• **Data supplied**:
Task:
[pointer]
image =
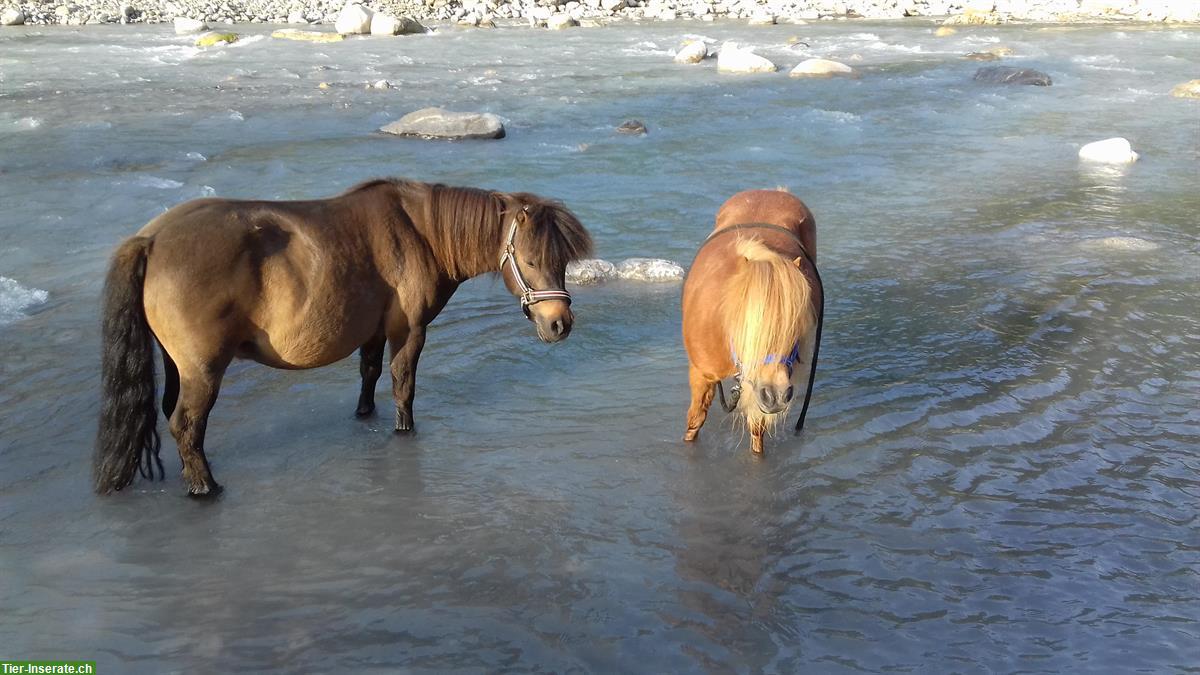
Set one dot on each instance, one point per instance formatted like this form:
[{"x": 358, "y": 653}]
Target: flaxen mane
[{"x": 767, "y": 305}]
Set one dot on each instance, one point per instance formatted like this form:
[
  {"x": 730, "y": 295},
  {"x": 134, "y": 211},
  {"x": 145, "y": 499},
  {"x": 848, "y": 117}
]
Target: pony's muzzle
[
  {"x": 773, "y": 400},
  {"x": 553, "y": 321}
]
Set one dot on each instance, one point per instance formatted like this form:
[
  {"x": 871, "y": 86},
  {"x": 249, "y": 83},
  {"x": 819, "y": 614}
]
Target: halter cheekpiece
[{"x": 528, "y": 294}]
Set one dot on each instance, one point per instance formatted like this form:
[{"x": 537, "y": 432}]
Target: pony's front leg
[
  {"x": 702, "y": 390},
  {"x": 370, "y": 368},
  {"x": 403, "y": 375},
  {"x": 757, "y": 428}
]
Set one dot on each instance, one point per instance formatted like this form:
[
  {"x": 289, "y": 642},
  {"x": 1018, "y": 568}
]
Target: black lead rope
[{"x": 816, "y": 344}]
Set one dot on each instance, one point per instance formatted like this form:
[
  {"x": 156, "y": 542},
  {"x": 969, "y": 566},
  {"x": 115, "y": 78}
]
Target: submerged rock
[
  {"x": 1008, "y": 75},
  {"x": 691, "y": 52},
  {"x": 1110, "y": 151},
  {"x": 588, "y": 272},
  {"x": 1189, "y": 89},
  {"x": 185, "y": 25},
  {"x": 820, "y": 67},
  {"x": 733, "y": 59},
  {"x": 649, "y": 269},
  {"x": 437, "y": 123},
  {"x": 633, "y": 127},
  {"x": 307, "y": 35},
  {"x": 216, "y": 37}
]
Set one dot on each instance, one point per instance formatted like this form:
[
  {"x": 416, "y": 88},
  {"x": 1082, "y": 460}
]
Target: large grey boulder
[
  {"x": 1008, "y": 75},
  {"x": 437, "y": 123}
]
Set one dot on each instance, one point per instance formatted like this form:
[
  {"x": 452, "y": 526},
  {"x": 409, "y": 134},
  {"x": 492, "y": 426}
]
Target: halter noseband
[{"x": 528, "y": 296}]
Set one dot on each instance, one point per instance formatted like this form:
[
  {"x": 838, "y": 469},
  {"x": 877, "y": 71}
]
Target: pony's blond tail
[{"x": 766, "y": 309}]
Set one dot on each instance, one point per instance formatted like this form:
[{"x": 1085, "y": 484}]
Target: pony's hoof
[{"x": 204, "y": 490}]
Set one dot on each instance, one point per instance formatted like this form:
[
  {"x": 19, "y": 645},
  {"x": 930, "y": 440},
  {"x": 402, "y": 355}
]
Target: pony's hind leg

• **What is being asked**: Extract from the material above every line that contains the string "pony", and copy each such line in full.

• **Complete output**:
Target: pony's muzzle
Target: pony's front leg
Target: pony's blond tail
Target: pony's hoof
Target: pony's hind leg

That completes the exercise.